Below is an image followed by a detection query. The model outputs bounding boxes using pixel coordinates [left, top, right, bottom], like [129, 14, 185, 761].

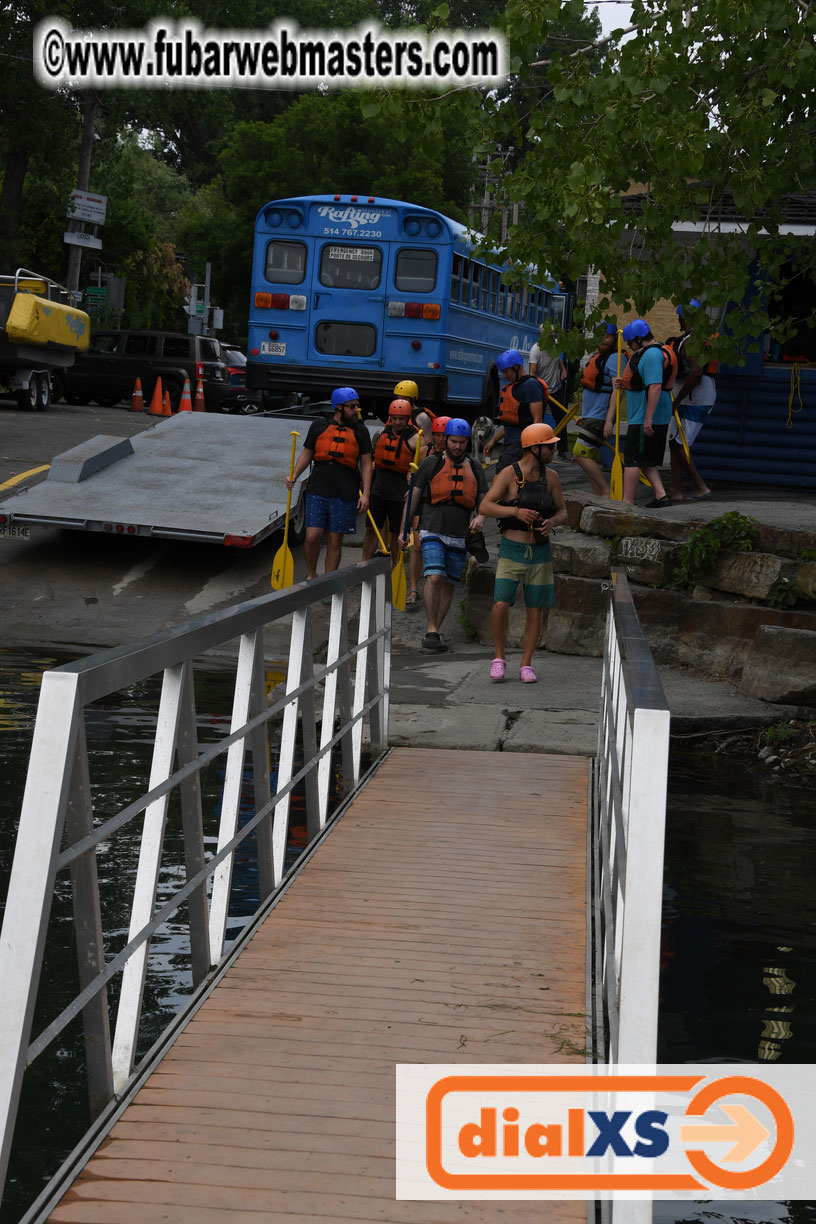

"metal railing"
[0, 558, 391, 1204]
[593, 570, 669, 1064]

★ ★ ★ ★ ★ ★ ★

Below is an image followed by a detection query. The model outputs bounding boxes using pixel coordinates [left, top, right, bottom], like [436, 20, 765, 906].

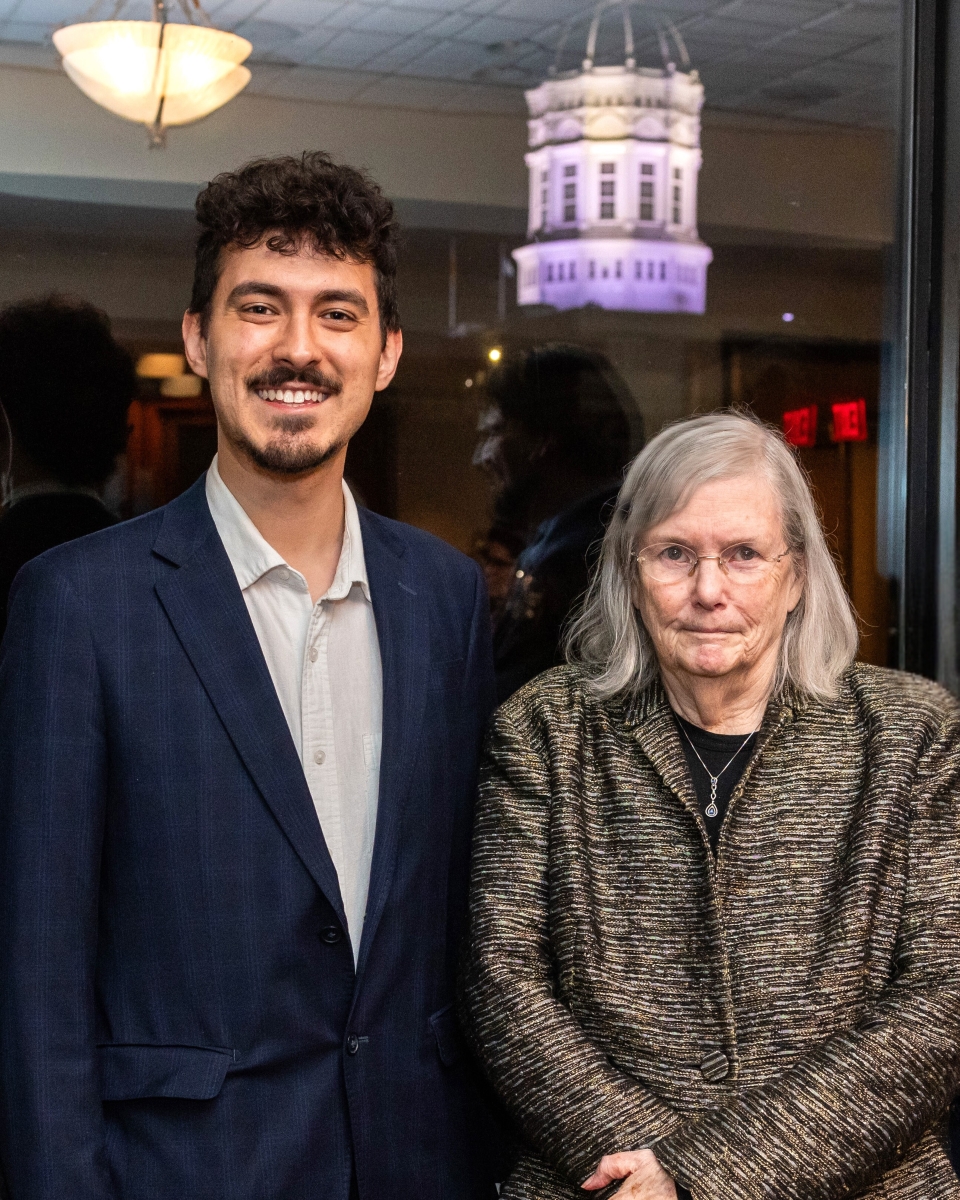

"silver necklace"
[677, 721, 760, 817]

★ ★ ★ ★ ★ ★ ★

What is required:
From the data above, copy out every line starting with the one that contains "14, 185, 761]." and ending with the one that contains "[593, 570, 669, 1064]", both included, without changing them. Leave the picture out of your copy.

Worked solution:
Below is an image followed by a detection query. The model outputs bounding boxes using pixel coordinates [left, top, right, bottom], like [129, 14, 185, 761].


"metal railing"
[0, 558, 391, 1204]
[593, 570, 669, 1064]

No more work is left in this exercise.